Dataset items:

_ _ _ _ _ _ _

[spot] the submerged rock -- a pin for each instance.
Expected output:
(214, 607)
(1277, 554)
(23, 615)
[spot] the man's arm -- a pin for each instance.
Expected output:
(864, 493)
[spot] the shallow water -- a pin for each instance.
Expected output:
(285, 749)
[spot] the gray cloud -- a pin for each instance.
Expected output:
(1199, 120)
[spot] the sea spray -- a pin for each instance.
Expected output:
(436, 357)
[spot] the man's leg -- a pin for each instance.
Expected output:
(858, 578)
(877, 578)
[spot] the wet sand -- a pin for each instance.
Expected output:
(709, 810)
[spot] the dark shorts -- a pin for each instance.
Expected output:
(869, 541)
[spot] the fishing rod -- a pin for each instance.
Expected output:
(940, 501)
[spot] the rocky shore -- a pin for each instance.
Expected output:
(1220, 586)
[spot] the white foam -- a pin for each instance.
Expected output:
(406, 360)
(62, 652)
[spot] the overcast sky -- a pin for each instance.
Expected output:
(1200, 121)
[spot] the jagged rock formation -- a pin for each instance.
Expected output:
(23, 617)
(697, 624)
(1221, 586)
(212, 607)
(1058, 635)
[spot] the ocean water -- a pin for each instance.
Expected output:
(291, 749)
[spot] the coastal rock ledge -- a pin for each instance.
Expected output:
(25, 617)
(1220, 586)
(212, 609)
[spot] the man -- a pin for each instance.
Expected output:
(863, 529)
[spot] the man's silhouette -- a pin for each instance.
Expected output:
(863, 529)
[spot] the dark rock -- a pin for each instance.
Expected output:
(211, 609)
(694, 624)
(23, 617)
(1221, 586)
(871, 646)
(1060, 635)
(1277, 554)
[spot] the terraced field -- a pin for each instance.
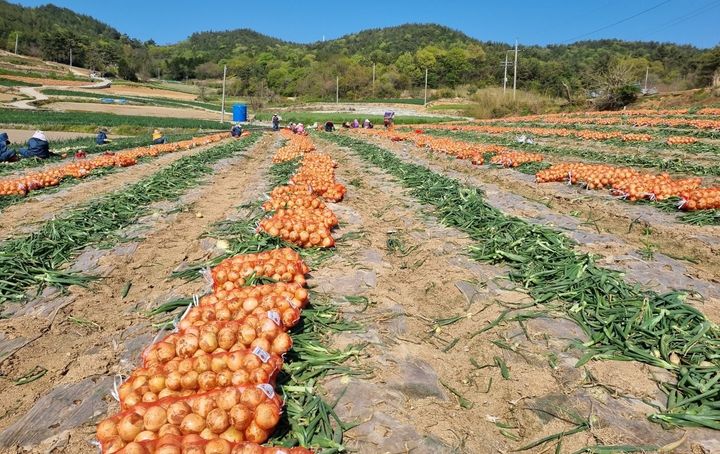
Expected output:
(432, 289)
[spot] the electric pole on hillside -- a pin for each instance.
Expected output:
(425, 104)
(506, 64)
(222, 113)
(515, 72)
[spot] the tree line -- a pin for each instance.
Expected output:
(258, 64)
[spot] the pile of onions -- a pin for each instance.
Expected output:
(637, 138)
(299, 230)
(700, 199)
(82, 167)
(317, 173)
(294, 293)
(681, 140)
(219, 337)
(286, 310)
(624, 181)
(515, 158)
(598, 135)
(282, 265)
(235, 414)
(188, 376)
(296, 146)
(195, 444)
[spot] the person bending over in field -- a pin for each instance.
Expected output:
(158, 137)
(37, 147)
(6, 154)
(102, 138)
(389, 119)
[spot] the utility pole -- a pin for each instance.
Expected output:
(506, 64)
(222, 114)
(425, 104)
(515, 71)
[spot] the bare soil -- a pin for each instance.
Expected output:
(48, 82)
(131, 90)
(147, 111)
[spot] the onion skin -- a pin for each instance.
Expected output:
(130, 426)
(267, 416)
(106, 430)
(192, 424)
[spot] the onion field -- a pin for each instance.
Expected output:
(534, 284)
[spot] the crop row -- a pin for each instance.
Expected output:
(685, 143)
(624, 182)
(635, 159)
(37, 260)
(210, 385)
(623, 321)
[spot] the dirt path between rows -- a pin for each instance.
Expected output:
(26, 216)
(97, 333)
(420, 359)
(143, 111)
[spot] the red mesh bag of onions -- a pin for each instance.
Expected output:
(194, 444)
(283, 265)
(234, 414)
(220, 337)
(280, 306)
(188, 376)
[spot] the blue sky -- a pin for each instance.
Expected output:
(694, 22)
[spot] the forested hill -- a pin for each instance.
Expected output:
(260, 63)
(50, 32)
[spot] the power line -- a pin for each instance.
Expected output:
(681, 19)
(618, 22)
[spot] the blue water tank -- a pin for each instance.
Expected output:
(239, 112)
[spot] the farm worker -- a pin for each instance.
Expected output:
(388, 118)
(101, 138)
(6, 154)
(158, 137)
(38, 147)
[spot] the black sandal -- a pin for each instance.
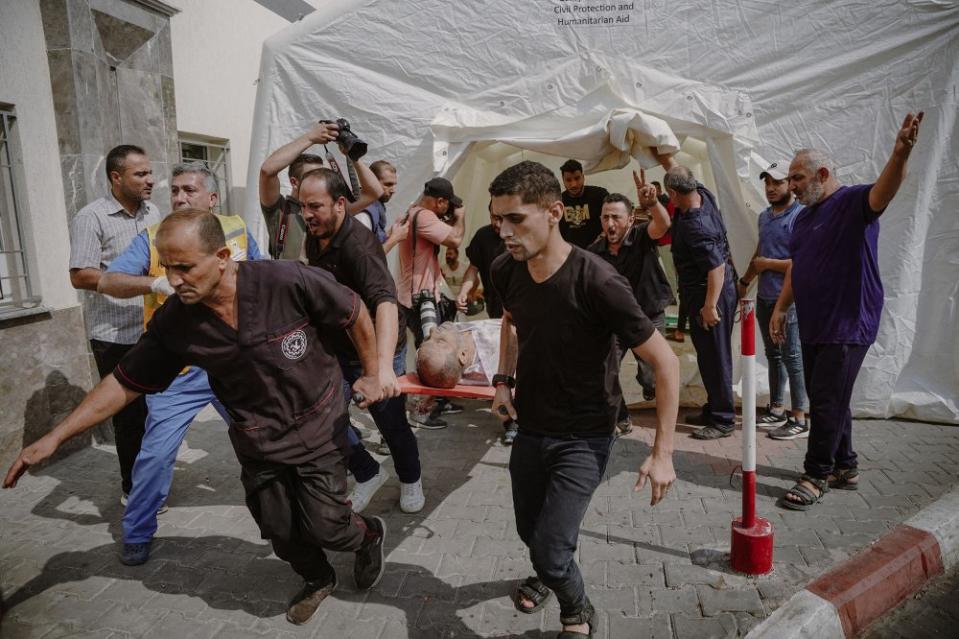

_ _ _ _ _ _ _

EXERCISE DIRECTIONS:
Check each line in the entries above for the string "blue", then give the number of matching lines alone.

TASK RESULT:
2